First let's semplify a bit the system of equation:

$\begin{cases} a+b+c=0 \\ a^{2}+b^{2}+c^{2}=1 \end{cases}$

$\begin{cases} c=-(a+b) \\ a^{2}+b^{2}+[-(a+b)]^{2}=1 \end{cases}$

$\begin{cases} c=-(a+b) \\ a^{2}+b^{2}+a^{2}+2ab+b^{2}=1 \end{cases}$

$\begin{cases} c=-(a+b) \\ 2a^{2}+2b^{2}+2ab=1 \end{cases}$

$\begin{cases} c=-(a+b) \\ a^{2}+b^{2}+ab=\frac{1}{2} \end{cases}$

Second semplify what we are searching for:

$(9abc)^{2} = 3^{4}a^{2}b^{2}c^{2} = 3^{4}a^{2}b^{2}[-(a+b)]^{2} = 3^{4}(ab)^{2}(a+b)^{2}$

Now we know from the equation $a^{2}+b^{2}+ab=\frac{1}{2}$ that if $a$ increase $b$ mast decrease to keep true the equation. Also knowing that the product of $ab$ is greater smoller is the difference between $a$ and $b$ , see if $a=b$ (a-b=0, the smollest possible) is a solution and, if it is, what is the result. So be $x=a=b$ :

$x^{2}+x^{2}+x\times x=\frac{1}{2}$

$3x^{2}=\frac{1}{2}$

$x^{2}=\frac{1}{6}$

And finally find (9abc)^{2}:

$3^{4}(ab)^{2}(a+b)^{2} = 3^{4}(x\times x)^{2}(2x)^{2} = 3^{4} (x^{2})^2 4x^{2} = 3^{4}\times (\frac{1}{6})^{2}\times \frac{4}{6} = \frac{3}{2} = 1.5$

So the solution is $\boxed{1.5}$

$y + z = -x$

$y^2 + z^2 = 1 - x^2$

apply CS inequality we get

root(2/3) >= x

so let x = root(2/3)

then $y + z$ = -root(2/3)

and

$y^2 + z^2 = 1/3$

so y = z = -root2/2.root3

solving gives answer 1.5

I initially tried to solve this problem using a Cauchy-Schwarz inequality. There must be an error in my approach, because it does not yield the correct solution. I was wondering if someone could take a look at my approach and identify my error. I am rather new to CS inequalities, so I am not always sure when they are applicable or what kind of assumptions need to be made.

(Point labeling examples)
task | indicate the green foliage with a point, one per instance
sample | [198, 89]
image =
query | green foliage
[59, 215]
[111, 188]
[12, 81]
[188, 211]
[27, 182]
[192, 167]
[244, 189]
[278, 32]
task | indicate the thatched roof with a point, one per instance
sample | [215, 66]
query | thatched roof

> **Task set**:
• 1. In the forum thread on the system a+b+c=0 and a²+b²+c²=1, what value does the first solution find for x² when it sets x=a=b?
• 2. Please carry on the forum thread about the system a+b+c=0 and a²+b²+c²=1 from the point where it stops.

> **Exercise answers**:
• 1. It finds x² = 1/6.

• 2.
I obtained the following identity using a similar approach to others: $ab+ac+bc=-\frac{1}{2}$

I then obtained a new identity by squaring both sides of this equation:

$a^2b^2+a^2c^2+b^2c^2+2a^2bc+2ab^2c+2abc^2=\frac{1}{4}$

$a^2b^2+a^2c^2+b^2c^2+2abc(a+b+c)=\frac{1}{4}$

$a^2b^2+a^2c^2+b^2c^2+2abc(0)=\frac{1}{4}$

$a^2b^2+a^2c^2+b^2c^2=\frac{1}{4}$

I then set up the Cauchy-Schwarz inequality like so:

$(a^2b^2+a^2c^2+b^2c^2)(c^2+b^2+a^2)\ge(abc+abc+abc)^2$

$(\frac{1}{4})(1)\ge(3abc)^2$

$\frac{1}{4}\ge(3abc)^2$

Multiplying both sides of the inequality by $9$ yields:

$\frac{9}{4}\ge(9abc)^2$

This implies that the maximum value of $(9abc)^2$ is $\frac{9}{4}$ , which is not true.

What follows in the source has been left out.